Breakup of big six energy firms not needed, says regulator

Big six energy firms
A CMA report will come as a relief to the big six firms but will frustrate some campaign groups. Photograph: PA

Hopes that a long-awaited report from financial regulators would recommend the breakup of big six energy suppliers such as British Gas and SSE are about to finally be dashed.

The Competition and Markets Authority (CMA) will deny that the large companies have been colluding to drive up profits and will even suggest reversing a new policy that restricts the number of tariffs on offer.

But the CMA will argue that it has been too easy for the traditional players to make significant profits and will recommend a raft of new intiatives in a bid to introduce innovation and encourage customers to switch to cheaper providers.

The decision in Tuesday’s interim report not to force the dismantling of the large companies which use “vertical integration” – owning power generation and supply businesses – will come as a huge relief to the big six companies which also include EDF Energy, RWE npower, E.ON and Scottish Power.

But it will frustrate some campaign groups and the Labour party, which under its former leader, Ed Miliband, had promoted the policy in a bid to break the 90% market share of the big six in the retail market.

Laura Hill, a spokeswoman for the Fuel Poverty Action group, said it would be “laughable” if switching was emphasised over breakup as it would put the responsibility for the current problems on customers, not companies.

“Blaming energy customers for the big six’s exploitative antics is disgraceful and will not end the hardship millions of households suffer during the winter months.”

Equally there will be alarm if the CMA – as expected – calls for a U-turn on the system whereby energy companies have been forced to concentrate on four key tariffs to get away from the previous system of dozens of different schemes which had confused customers.

What to do:
(A) In the energy report, what percentage of the retail market do the big six hold?
(B) Rewrite the part of the energy report from "The Competition and" to "tariffs on offer.", putting "conspiring" in place of "colluding".
(C) Carry on the energy report from its last sentence.

Extracted records:
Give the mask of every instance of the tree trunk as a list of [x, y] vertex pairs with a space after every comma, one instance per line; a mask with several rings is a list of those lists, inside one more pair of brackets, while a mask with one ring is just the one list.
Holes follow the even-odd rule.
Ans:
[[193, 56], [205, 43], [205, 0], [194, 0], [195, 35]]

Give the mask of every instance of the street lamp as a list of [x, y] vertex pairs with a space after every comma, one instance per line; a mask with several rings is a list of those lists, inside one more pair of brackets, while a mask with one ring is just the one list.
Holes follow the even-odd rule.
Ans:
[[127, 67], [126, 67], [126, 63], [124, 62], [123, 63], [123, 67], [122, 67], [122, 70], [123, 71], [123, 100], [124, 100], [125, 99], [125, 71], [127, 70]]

...

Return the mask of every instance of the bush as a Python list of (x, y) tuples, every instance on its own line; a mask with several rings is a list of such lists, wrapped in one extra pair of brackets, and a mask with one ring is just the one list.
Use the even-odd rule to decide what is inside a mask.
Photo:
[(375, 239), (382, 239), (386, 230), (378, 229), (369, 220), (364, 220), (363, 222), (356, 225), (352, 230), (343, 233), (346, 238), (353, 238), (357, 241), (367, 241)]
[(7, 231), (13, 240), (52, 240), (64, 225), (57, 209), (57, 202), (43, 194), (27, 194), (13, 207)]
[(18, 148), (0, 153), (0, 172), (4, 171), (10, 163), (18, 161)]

...

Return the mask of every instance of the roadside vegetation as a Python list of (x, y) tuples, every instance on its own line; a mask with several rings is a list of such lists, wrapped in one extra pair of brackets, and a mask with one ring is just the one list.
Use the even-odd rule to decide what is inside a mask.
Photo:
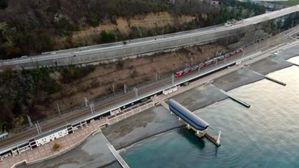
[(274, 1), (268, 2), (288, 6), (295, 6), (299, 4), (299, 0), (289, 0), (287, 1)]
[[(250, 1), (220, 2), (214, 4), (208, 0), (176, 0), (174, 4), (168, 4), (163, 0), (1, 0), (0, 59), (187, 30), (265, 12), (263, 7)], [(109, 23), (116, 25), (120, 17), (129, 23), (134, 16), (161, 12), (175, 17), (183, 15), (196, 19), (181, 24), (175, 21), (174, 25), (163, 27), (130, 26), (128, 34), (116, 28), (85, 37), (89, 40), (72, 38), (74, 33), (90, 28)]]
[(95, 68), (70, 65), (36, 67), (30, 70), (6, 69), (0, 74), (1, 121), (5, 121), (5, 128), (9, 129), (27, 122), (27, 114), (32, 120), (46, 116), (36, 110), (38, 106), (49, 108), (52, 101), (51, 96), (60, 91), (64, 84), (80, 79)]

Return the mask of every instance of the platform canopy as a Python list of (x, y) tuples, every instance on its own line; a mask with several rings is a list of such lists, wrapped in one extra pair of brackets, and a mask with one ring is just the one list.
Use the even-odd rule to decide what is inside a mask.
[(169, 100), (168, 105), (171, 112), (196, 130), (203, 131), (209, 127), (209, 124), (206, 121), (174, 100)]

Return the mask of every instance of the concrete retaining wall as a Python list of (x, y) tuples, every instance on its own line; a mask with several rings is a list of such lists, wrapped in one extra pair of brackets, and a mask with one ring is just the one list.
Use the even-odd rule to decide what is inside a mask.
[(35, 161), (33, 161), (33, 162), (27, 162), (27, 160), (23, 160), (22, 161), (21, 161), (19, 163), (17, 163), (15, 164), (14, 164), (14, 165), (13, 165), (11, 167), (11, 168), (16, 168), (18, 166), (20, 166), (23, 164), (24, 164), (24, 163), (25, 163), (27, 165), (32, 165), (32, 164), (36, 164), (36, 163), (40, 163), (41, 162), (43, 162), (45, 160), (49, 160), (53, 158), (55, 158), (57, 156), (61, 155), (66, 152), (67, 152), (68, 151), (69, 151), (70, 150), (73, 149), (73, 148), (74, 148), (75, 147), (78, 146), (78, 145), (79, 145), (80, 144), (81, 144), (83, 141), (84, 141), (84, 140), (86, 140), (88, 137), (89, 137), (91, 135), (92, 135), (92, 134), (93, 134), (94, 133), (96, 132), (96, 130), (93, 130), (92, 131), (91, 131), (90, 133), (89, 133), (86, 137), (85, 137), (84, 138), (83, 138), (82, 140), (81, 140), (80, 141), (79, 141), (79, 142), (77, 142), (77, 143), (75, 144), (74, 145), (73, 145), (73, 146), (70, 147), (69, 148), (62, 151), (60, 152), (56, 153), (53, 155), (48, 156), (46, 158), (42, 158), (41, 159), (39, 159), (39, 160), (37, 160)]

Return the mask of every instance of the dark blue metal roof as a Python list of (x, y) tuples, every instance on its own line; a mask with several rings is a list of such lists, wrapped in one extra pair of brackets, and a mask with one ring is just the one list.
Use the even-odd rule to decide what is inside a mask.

Answers for this exercise:
(A) 90%

(B)
The Competition and Markets Authority (CMA) will deny that the large companies have been conspiring to drive up profits and will even suggest reversing a new policy that restricts the number of tariffs on offer.

(C)
But the CMA will argue that the key to unlocking the stranglehold of the big six on market share and profits is to make it easier for “sticky” customers to move to independent suppliers offering cheaper deals.

The CMA, which has been reviewing the working of the energy market for the last 12 months, may also call for a bonfire of the 10,500 pages of industry codes which cause bureaucracy and cost, particularly hindering smaller new market entrants.

Juliet Davenport, chief executive of independent supplier Good Energy, said she would be delighted to see the CMA cutting red tape because it was hankering innovation.

“We want to see more people actively participating in the energy markets, from changing their usage patterns of energy through to generating their own power, and the way the market is set up at the moment just means those kinds of innovations are impossible,” she explained.

There are also hopes that the CMA will recommend some kind of action to prevent users of pre-payment meters facing higher charges than others. This has been a key concern of fuel poverty campaigners and Ofgem has already agreed to tackle the issue.

Those proposed remedies from the authority to reinvigorate the energy supply markets will go out for consultation, with final recommendations to be made before the end of 2015.

Rising concern about the energy supply sector has gradually increased over the last five years, exacerbated by a series of what appeared to be excessive and coordinated price rises amid mounting evidence of widening fuel poverty.

Alleged profiteering became a political issue when Miliband launched a ferocious attack on the industry at the Labour party conference in the autumn of 2013. The energy regulator, Ofgem, finally unveiled an initial investigation and quickly concluded a wider probe involving the CMA was needed.

Among the concerns was the fact that industry retail profits had increased from £233m in 2009 to £1.1bn in 2012, with no clear evidence of suppliers becoming more efficient in reducing their own costs.

Mark Todd, director of price comparison site energyhelpline.com, said there was plenty of evidence that retail customers were still not getting the deals they deserved.

“Wholesale prices have been falling for months and we are now at a five-year low. It’s now more apparent than ever that energy firms should pass on the savings that customers deserve. The cuts made to domestic tariffs earlier this year were paltry at just 2.5% and short-changed most customers, who are rightly angry.”

Gillian Guy, chief executive of Citizens Advice, warned that trust in the energy market was still at rock bottom.

“The vast majority of customers don’t understand the relationship between energy companies’ costs, the prices imposed on consumers and margins made from them,” she said. “It is crucial that the CMA leaves behind a sound framework that gives consumers confidence that they are not being ripped off.”